Exercise instructions
Type out all the records word for word. Any pictures are to be left out.

Saved entries

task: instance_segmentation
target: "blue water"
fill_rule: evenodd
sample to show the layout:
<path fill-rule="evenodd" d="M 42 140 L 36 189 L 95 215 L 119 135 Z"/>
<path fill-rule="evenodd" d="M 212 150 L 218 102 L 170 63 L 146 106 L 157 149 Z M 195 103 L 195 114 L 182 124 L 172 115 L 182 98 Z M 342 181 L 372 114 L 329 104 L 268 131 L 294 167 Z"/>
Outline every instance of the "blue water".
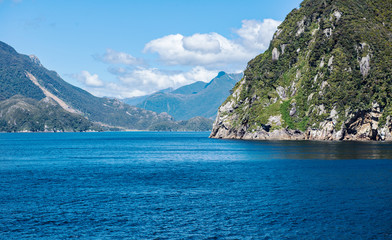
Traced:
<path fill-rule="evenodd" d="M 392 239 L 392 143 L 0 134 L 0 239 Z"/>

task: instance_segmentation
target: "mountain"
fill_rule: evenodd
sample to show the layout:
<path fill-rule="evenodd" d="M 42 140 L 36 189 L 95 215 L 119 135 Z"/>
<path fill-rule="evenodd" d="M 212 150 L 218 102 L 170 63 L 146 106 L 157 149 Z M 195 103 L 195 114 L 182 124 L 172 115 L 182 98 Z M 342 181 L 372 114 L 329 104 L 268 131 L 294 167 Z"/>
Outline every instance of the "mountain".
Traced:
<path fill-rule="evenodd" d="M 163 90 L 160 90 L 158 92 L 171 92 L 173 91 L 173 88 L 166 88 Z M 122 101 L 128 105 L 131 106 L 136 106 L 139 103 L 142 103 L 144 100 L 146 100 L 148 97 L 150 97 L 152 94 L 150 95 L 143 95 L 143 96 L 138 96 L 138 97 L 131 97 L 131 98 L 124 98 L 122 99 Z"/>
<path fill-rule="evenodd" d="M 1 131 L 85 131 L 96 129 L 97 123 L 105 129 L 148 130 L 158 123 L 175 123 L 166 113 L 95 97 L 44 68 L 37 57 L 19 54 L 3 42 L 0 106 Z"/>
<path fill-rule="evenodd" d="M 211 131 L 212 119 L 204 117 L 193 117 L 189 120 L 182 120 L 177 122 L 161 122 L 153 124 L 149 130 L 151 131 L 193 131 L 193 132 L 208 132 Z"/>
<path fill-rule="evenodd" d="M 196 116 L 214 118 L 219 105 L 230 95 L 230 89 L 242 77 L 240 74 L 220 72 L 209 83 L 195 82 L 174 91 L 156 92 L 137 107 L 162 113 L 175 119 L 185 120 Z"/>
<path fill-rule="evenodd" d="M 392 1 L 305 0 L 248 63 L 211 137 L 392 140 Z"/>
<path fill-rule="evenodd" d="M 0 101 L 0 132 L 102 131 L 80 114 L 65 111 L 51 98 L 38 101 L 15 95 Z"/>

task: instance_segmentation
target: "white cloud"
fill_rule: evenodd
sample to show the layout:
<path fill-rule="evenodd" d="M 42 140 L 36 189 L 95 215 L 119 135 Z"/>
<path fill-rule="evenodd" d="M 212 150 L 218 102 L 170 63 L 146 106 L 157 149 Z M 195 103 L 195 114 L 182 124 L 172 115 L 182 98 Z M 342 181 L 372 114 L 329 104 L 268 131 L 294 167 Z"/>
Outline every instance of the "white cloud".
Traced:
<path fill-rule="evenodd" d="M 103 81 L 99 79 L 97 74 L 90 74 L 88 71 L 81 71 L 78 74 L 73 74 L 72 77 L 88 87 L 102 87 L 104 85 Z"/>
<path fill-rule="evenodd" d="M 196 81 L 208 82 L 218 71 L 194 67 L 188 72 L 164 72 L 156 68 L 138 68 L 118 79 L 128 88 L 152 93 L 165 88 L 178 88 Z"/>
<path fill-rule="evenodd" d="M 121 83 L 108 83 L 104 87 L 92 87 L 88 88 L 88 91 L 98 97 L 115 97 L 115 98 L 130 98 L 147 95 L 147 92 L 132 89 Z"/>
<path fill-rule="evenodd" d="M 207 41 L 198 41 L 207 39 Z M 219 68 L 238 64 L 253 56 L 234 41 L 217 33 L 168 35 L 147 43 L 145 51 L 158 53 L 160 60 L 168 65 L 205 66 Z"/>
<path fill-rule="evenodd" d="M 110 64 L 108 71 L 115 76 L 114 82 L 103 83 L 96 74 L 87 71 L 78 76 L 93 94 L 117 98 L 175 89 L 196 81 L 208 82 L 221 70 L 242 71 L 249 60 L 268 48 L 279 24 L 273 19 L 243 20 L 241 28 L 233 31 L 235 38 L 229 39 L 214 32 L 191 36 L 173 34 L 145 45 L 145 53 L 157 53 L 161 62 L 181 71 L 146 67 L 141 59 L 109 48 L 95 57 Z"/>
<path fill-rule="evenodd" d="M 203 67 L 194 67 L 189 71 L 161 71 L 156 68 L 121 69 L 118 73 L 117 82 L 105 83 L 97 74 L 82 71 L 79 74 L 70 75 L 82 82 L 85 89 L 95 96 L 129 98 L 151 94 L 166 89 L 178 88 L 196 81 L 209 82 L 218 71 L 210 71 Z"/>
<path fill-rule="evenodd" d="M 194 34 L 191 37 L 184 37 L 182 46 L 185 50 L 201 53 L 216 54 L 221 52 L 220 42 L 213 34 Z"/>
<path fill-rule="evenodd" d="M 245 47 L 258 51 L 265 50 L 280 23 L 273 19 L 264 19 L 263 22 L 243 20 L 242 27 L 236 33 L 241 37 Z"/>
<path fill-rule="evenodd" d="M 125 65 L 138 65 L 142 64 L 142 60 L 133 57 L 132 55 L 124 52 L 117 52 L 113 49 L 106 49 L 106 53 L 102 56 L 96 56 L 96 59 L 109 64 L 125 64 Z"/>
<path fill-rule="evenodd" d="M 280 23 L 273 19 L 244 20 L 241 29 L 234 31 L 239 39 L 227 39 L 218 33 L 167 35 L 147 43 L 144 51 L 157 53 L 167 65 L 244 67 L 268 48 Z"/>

Output below
task: instance_segmentation
target: "blue water"
fill_rule: evenodd
sample to show the layout:
<path fill-rule="evenodd" d="M 42 140 L 36 189 L 95 215 L 119 135 Z"/>
<path fill-rule="evenodd" d="M 212 150 L 218 102 L 170 63 L 146 106 L 157 149 Z M 195 103 L 195 114 L 182 124 L 172 115 L 182 98 Z M 342 181 L 372 114 L 329 104 L 268 131 L 294 167 Z"/>
Outline every instance of the "blue water".
Traced:
<path fill-rule="evenodd" d="M 392 239 L 392 143 L 0 134 L 0 239 Z"/>

task: instance_segmentation
target: "mountain"
fill_rule: evenodd
sample to show the layout:
<path fill-rule="evenodd" d="M 42 140 L 36 189 L 95 215 L 119 135 Z"/>
<path fill-rule="evenodd" d="M 212 150 L 218 102 L 170 63 L 146 106 L 157 149 Z M 195 103 L 195 114 L 182 124 L 172 115 L 182 98 Z M 342 181 L 372 114 L 329 104 L 268 131 L 294 167 Z"/>
Outline every instance of the "mountain".
Traced:
<path fill-rule="evenodd" d="M 163 90 L 160 90 L 158 92 L 171 92 L 173 91 L 173 88 L 166 88 Z M 122 101 L 128 105 L 131 106 L 136 106 L 139 103 L 142 103 L 144 100 L 146 100 L 148 97 L 150 97 L 152 94 L 150 95 L 143 95 L 143 96 L 138 96 L 138 97 L 131 97 L 131 98 L 124 98 L 122 99 Z"/>
<path fill-rule="evenodd" d="M 1 131 L 85 131 L 96 129 L 97 123 L 105 129 L 148 130 L 158 123 L 175 123 L 166 113 L 95 97 L 44 68 L 37 57 L 19 54 L 3 42 L 0 106 Z"/>
<path fill-rule="evenodd" d="M 211 131 L 212 119 L 204 117 L 193 117 L 189 120 L 182 120 L 177 122 L 161 122 L 153 124 L 149 130 L 151 131 L 193 131 L 193 132 L 208 132 Z"/>
<path fill-rule="evenodd" d="M 196 116 L 214 118 L 219 105 L 230 95 L 230 89 L 242 77 L 240 74 L 220 72 L 209 83 L 195 82 L 174 91 L 156 92 L 137 107 L 162 113 L 175 119 L 185 120 Z"/>
<path fill-rule="evenodd" d="M 392 1 L 305 0 L 248 63 L 211 137 L 392 140 Z"/>
<path fill-rule="evenodd" d="M 0 101 L 0 132 L 102 131 L 80 114 L 65 111 L 51 98 L 38 101 L 15 95 Z"/>

task: instance_segmentation
target: "white cloud"
fill_rule: evenodd
sample to show the layout:
<path fill-rule="evenodd" d="M 42 140 L 36 189 L 95 215 L 119 135 Z"/>
<path fill-rule="evenodd" d="M 212 150 L 218 102 L 170 63 L 146 106 L 157 149 Z M 195 103 L 195 114 L 182 124 L 172 115 L 182 98 Z M 342 181 L 372 114 L 329 104 L 268 131 L 294 167 Z"/>
Outline every instance of the "white cloud".
Traced:
<path fill-rule="evenodd" d="M 103 81 L 99 79 L 97 74 L 90 74 L 88 71 L 81 71 L 78 74 L 73 74 L 72 77 L 88 87 L 102 87 L 104 85 Z"/>
<path fill-rule="evenodd" d="M 196 81 L 208 82 L 218 71 L 194 67 L 188 72 L 164 72 L 156 68 L 138 68 L 118 79 L 128 88 L 152 93 L 165 88 L 178 88 Z"/>
<path fill-rule="evenodd" d="M 121 83 L 108 83 L 104 87 L 92 87 L 88 88 L 88 91 L 98 97 L 115 97 L 115 98 L 130 98 L 147 95 L 147 92 L 132 89 Z"/>
<path fill-rule="evenodd" d="M 207 41 L 198 41 L 207 39 Z M 219 68 L 238 64 L 253 56 L 234 41 L 217 33 L 168 35 L 147 43 L 145 51 L 158 53 L 160 60 L 168 65 L 205 66 Z"/>
<path fill-rule="evenodd" d="M 110 64 L 108 71 L 115 76 L 114 82 L 103 83 L 96 74 L 87 71 L 78 76 L 93 94 L 117 98 L 175 89 L 196 81 L 208 82 L 221 70 L 242 71 L 249 60 L 268 48 L 279 24 L 273 19 L 243 20 L 241 28 L 233 31 L 235 38 L 229 39 L 214 32 L 191 36 L 173 34 L 145 45 L 145 53 L 157 53 L 161 62 L 181 71 L 146 67 L 141 59 L 109 48 L 95 57 Z"/>
<path fill-rule="evenodd" d="M 203 67 L 194 67 L 189 71 L 161 71 L 156 68 L 121 69 L 118 73 L 117 82 L 105 83 L 97 74 L 82 71 L 79 74 L 70 75 L 82 82 L 85 89 L 95 96 L 129 98 L 151 94 L 166 89 L 178 88 L 196 81 L 209 82 L 218 71 L 210 71 Z"/>
<path fill-rule="evenodd" d="M 194 34 L 191 37 L 184 37 L 182 46 L 185 50 L 201 53 L 216 54 L 221 52 L 220 42 L 213 34 Z"/>
<path fill-rule="evenodd" d="M 245 47 L 258 51 L 265 50 L 280 23 L 273 19 L 264 19 L 263 22 L 243 20 L 242 27 L 236 33 L 241 37 Z"/>
<path fill-rule="evenodd" d="M 125 65 L 138 65 L 142 64 L 142 60 L 133 57 L 132 55 L 124 52 L 117 52 L 113 49 L 106 49 L 106 53 L 102 56 L 96 56 L 96 59 L 109 64 L 125 64 Z"/>
<path fill-rule="evenodd" d="M 280 23 L 273 19 L 244 20 L 241 29 L 234 31 L 239 39 L 227 39 L 218 33 L 167 35 L 147 43 L 144 51 L 157 53 L 167 65 L 244 67 L 268 48 Z"/>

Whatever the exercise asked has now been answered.